ABOUT THIS TASK.
The result should be the lines from the one holding "rough mask: <svg" to the final line of the records, retyped exactly.

Collected data:
══════════════════════════════
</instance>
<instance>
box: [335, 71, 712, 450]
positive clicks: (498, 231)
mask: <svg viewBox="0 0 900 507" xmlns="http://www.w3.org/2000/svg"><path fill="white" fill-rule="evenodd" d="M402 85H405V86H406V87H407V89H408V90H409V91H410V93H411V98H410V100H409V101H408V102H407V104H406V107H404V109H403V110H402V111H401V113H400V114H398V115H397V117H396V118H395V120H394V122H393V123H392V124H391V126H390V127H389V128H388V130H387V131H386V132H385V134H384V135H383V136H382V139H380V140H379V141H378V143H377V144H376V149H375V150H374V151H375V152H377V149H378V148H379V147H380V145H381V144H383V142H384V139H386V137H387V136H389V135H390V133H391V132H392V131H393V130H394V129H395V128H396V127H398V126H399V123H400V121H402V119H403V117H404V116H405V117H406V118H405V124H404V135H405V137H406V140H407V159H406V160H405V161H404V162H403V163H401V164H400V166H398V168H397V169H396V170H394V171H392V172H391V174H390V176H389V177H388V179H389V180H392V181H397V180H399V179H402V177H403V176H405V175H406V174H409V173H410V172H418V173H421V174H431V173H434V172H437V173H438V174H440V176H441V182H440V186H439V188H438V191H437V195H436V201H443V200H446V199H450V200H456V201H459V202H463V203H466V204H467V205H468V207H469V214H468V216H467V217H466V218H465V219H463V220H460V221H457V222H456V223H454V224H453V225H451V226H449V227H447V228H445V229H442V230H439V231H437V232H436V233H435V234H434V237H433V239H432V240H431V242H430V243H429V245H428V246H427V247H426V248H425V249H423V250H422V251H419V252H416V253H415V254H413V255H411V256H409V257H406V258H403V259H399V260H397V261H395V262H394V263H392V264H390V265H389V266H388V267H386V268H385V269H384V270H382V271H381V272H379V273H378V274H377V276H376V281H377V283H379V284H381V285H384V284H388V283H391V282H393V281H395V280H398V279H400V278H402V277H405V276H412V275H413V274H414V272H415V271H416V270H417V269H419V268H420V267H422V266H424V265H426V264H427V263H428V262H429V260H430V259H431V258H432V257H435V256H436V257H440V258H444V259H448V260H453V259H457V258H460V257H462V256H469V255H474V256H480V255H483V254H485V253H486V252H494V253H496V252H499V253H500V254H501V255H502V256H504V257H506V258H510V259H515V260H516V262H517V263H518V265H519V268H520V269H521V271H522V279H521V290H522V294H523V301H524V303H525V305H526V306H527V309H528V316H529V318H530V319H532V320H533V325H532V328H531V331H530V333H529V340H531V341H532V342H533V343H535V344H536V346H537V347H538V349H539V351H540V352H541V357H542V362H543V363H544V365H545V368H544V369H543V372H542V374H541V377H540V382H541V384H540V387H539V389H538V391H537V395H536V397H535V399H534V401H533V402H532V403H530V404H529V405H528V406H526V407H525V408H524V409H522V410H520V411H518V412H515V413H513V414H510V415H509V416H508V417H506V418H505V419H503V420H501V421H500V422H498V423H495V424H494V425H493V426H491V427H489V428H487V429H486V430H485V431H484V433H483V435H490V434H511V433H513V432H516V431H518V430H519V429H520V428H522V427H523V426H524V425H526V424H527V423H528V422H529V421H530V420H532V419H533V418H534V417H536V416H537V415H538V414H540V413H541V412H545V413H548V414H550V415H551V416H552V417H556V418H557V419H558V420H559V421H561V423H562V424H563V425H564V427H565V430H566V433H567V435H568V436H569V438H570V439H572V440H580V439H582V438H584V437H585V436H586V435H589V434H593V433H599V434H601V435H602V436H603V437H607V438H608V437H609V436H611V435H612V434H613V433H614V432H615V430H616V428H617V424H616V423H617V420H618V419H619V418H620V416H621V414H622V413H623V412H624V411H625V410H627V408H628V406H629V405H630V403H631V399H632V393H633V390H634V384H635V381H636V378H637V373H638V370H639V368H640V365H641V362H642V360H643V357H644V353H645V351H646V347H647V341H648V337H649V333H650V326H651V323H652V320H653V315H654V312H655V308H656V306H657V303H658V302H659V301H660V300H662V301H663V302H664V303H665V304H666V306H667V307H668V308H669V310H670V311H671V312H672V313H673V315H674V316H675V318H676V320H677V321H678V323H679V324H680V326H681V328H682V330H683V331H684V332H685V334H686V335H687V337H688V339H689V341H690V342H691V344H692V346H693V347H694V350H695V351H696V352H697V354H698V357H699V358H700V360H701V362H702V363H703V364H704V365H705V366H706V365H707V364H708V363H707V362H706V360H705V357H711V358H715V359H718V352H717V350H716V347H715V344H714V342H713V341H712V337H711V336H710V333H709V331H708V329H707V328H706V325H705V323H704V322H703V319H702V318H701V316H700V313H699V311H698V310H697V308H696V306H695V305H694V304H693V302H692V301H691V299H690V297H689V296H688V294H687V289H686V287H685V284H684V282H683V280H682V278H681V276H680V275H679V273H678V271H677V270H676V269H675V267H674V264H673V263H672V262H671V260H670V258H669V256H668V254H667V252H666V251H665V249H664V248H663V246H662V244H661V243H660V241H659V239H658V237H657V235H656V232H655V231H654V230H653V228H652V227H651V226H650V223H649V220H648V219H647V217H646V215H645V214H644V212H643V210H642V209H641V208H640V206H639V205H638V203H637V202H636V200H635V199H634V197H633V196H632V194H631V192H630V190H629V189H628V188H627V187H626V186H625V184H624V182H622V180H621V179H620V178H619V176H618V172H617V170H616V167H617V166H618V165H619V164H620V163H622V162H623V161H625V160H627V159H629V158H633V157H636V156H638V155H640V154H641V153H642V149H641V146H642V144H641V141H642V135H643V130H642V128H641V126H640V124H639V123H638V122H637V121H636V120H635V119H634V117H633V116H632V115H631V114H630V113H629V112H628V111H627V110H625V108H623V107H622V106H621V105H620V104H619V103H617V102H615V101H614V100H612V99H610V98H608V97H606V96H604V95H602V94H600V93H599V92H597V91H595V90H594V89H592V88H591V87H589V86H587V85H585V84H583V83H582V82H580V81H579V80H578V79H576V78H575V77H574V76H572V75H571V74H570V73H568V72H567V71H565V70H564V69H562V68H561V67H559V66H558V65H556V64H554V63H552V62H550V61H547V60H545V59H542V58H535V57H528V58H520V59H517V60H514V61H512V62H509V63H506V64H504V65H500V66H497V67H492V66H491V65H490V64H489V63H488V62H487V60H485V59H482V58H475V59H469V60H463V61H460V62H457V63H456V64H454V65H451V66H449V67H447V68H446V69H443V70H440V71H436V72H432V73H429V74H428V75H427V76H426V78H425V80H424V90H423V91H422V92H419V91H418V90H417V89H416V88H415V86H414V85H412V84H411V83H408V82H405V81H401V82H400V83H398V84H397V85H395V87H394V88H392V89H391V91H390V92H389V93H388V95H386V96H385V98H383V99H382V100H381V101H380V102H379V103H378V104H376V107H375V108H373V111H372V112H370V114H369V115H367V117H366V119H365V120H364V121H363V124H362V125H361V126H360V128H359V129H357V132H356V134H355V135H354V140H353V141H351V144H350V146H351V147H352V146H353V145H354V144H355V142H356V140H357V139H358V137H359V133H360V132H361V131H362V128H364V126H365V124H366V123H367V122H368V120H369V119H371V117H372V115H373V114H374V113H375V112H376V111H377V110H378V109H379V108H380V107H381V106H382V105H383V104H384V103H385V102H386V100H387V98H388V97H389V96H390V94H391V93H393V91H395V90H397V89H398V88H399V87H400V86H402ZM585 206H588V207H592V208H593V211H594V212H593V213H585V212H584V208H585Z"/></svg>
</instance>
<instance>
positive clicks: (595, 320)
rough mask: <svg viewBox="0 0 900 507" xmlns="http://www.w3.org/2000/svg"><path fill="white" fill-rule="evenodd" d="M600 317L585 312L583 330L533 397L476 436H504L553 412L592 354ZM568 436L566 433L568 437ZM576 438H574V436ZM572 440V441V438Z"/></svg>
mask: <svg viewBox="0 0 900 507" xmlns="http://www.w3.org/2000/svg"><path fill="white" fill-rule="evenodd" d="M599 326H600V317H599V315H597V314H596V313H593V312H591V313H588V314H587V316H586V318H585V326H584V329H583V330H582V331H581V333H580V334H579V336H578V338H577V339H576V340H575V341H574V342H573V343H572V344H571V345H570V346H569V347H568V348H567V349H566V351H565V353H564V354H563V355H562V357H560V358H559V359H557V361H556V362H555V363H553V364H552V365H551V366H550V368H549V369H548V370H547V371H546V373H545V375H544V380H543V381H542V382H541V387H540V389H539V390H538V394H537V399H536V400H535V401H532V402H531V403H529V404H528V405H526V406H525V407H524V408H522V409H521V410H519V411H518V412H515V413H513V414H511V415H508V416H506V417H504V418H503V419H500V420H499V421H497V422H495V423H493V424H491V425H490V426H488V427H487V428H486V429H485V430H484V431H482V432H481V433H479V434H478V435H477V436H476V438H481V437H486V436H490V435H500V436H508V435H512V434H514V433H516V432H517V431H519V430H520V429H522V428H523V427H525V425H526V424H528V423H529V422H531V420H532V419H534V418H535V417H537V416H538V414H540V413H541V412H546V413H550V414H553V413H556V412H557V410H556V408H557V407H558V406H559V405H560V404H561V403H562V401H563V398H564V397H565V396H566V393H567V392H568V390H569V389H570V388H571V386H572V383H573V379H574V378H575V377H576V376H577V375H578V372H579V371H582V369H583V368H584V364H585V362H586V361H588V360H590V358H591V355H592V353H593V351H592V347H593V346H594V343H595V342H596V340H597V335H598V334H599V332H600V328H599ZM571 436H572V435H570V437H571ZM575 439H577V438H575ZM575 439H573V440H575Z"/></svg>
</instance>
══════════════════════════════
COMPLETED TASK.
rough mask: <svg viewBox="0 0 900 507" xmlns="http://www.w3.org/2000/svg"><path fill="white" fill-rule="evenodd" d="M600 317L585 312L583 330L533 397L476 436H504L553 412L592 354ZM568 436L566 433L568 437ZM576 438H574V436ZM572 440V441V438Z"/></svg>
mask: <svg viewBox="0 0 900 507" xmlns="http://www.w3.org/2000/svg"><path fill="white" fill-rule="evenodd" d="M599 326H600V317H599V315H597V314H596V313H593V312H591V313H588V314H587V316H586V318H585V326H584V329H583V330H582V331H581V333H580V334H579V336H578V338H577V339H576V340H575V341H574V342H573V343H572V344H571V345H570V346H569V347H568V348H567V349H566V351H565V353H564V354H563V355H562V357H560V358H559V359H557V361H556V362H555V363H553V364H552V365H551V366H550V368H549V369H548V370H547V371H546V373H545V375H544V380H543V381H542V382H541V387H540V389H539V390H538V394H537V399H536V400H535V401H532V402H531V403H529V404H528V405H526V406H525V407H524V408H522V409H521V410H519V411H518V412H515V413H513V414H511V415H508V416H506V417H504V418H503V419H500V420H499V421H497V422H495V423H493V424H491V425H490V426H488V427H487V428H486V429H485V430H484V431H482V432H481V433H479V434H478V435H477V436H476V438H481V437H486V436H490V435H500V436H508V435H512V434H514V433H516V432H517V431H519V430H520V429H522V428H523V427H525V425H526V424H528V423H529V422H531V420H532V419H534V418H535V417H537V416H538V414H540V413H541V412H546V413H550V414H553V413H556V412H557V410H556V408H557V407H558V406H559V405H560V404H561V403H562V401H563V398H564V397H565V396H566V393H567V392H568V390H569V389H570V388H571V386H572V383H573V379H574V378H575V377H576V376H577V375H578V372H579V371H582V369H583V368H584V364H585V362H586V361H588V360H590V358H591V355H592V353H593V351H592V347H593V346H594V343H595V342H596V340H597V335H598V334H599V332H600V328H599ZM571 436H572V435H570V437H571ZM575 439H577V438H575ZM575 439H573V440H575Z"/></svg>
</instance>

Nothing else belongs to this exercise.